[GIVEN TASK]: Render everything from the line containing "This quickstart shows" down through the line containing "70L5 76L5 84L8" as a two-column CSV with the headers text and answer. Give one row per record, put each field in double quotes with line breaks replaced by spaces, and leave the pictures out.
+ + + + +
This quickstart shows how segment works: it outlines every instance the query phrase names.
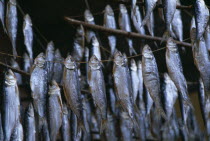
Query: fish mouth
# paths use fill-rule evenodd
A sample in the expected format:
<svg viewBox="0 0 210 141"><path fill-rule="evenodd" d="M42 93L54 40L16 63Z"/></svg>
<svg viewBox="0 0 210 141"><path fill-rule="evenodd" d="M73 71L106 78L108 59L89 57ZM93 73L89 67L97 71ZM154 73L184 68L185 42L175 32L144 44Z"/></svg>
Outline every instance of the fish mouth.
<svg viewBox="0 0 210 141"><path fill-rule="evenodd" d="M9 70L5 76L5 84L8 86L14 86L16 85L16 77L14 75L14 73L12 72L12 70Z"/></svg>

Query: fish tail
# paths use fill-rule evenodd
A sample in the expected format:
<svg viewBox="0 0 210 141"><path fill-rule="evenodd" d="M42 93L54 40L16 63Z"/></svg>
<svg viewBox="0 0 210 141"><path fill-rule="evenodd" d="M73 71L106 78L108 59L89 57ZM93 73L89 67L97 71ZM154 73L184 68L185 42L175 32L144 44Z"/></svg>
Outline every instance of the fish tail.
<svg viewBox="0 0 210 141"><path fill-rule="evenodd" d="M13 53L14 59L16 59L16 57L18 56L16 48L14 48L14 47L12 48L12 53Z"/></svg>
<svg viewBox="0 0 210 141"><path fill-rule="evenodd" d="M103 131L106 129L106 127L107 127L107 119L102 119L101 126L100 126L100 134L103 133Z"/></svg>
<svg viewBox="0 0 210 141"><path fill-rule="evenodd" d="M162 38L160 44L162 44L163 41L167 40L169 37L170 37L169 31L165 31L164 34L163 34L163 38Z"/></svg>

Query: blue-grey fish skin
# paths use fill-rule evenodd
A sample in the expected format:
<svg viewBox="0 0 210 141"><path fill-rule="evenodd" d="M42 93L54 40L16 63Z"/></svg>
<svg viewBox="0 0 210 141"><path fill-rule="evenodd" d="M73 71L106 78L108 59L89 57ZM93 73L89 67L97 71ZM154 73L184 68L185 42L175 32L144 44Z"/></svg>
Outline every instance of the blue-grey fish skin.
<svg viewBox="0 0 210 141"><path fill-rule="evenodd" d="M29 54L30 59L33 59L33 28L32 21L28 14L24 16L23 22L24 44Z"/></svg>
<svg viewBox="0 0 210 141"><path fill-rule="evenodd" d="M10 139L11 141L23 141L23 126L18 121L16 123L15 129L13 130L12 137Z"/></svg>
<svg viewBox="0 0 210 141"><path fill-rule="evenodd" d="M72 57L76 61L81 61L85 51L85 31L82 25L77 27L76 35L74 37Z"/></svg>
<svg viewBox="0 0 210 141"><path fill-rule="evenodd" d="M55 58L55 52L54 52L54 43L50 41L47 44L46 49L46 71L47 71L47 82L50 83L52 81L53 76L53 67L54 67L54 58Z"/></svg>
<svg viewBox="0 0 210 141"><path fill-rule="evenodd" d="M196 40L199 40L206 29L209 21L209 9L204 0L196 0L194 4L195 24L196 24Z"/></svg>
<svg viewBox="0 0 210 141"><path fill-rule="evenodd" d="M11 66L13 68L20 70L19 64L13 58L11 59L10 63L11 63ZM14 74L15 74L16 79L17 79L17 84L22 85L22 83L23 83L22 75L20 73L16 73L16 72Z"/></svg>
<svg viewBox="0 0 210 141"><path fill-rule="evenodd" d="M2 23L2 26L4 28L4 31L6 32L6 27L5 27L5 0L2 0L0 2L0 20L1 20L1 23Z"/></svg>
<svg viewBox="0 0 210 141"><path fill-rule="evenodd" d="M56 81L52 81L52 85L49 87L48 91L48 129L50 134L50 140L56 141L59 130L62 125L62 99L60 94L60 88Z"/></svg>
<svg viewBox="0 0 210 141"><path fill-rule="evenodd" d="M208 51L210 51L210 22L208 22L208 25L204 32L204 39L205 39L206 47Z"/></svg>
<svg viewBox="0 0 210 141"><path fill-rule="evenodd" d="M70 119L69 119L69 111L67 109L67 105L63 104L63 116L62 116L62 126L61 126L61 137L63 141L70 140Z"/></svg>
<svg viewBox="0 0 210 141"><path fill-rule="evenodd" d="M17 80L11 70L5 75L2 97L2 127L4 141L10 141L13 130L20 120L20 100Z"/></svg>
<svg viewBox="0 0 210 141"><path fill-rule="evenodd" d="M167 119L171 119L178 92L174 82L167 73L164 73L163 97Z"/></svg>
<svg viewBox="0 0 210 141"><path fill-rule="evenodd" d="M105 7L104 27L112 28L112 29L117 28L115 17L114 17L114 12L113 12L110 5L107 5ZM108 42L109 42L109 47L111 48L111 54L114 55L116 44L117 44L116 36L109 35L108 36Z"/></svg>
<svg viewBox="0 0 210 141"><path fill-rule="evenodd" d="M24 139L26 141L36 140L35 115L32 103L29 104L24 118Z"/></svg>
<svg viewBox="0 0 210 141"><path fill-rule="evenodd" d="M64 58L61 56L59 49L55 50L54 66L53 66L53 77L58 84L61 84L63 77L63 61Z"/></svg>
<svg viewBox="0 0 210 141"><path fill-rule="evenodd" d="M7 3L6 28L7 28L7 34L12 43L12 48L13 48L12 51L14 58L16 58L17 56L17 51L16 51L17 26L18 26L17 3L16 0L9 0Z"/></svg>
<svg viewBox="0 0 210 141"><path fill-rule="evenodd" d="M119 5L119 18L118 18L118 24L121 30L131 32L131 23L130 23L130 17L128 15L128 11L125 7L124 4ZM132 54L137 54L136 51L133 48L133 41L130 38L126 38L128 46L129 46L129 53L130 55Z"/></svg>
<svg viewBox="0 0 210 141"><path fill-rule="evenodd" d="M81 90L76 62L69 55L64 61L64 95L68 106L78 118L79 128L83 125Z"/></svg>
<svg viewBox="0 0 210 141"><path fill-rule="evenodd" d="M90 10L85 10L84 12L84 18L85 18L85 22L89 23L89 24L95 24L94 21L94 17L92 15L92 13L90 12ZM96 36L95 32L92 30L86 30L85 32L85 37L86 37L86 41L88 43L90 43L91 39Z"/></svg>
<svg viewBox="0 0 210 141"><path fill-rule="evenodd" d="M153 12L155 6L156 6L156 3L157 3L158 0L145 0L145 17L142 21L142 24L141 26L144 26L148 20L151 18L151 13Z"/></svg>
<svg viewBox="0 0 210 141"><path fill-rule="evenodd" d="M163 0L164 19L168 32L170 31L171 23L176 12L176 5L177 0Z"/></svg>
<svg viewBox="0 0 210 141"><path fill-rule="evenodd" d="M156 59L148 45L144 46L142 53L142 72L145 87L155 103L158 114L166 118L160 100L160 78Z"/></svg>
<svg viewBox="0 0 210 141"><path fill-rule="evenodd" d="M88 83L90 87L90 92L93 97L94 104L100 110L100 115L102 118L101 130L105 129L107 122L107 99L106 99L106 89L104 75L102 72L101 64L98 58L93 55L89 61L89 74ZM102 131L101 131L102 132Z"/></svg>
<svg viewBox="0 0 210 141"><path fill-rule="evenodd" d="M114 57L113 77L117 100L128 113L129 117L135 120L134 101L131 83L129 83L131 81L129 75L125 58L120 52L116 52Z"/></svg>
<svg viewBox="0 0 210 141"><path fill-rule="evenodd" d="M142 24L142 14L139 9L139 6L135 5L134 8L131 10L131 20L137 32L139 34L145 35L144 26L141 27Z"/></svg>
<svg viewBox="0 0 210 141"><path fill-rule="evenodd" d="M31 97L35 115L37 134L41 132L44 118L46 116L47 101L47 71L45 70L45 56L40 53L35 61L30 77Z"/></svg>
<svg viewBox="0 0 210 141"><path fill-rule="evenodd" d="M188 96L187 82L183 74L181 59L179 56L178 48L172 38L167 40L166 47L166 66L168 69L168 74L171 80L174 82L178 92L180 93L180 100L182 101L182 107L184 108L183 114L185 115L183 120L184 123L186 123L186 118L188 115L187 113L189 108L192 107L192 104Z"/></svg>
+ + + + +
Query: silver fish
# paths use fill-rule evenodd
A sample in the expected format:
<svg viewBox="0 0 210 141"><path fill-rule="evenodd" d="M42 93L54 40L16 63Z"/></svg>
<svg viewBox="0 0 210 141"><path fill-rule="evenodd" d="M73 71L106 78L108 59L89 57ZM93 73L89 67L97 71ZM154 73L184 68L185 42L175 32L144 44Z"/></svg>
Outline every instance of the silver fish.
+ + + + +
[EXERCISE SOLUTION]:
text,answer
"This quickstart shows how segment works: it outlines every instance the query phrase names. Query: fish mouth # paths use fill-rule evenodd A sample in the expected format: <svg viewBox=""0 0 210 141""><path fill-rule=""evenodd"" d=""M42 93L54 40L16 63Z""/></svg> <svg viewBox=""0 0 210 141""><path fill-rule=""evenodd"" d=""M73 71L106 78L108 59L89 57ZM93 73L89 67L97 71ZM154 73L184 68L185 42L175 32L144 44Z""/></svg> Outline every instance of the fish mouth.","<svg viewBox=""0 0 210 141""><path fill-rule=""evenodd"" d=""M9 70L5 76L5 84L8 86L14 86L16 85L16 77L14 75L14 73L12 72L12 70Z""/></svg>"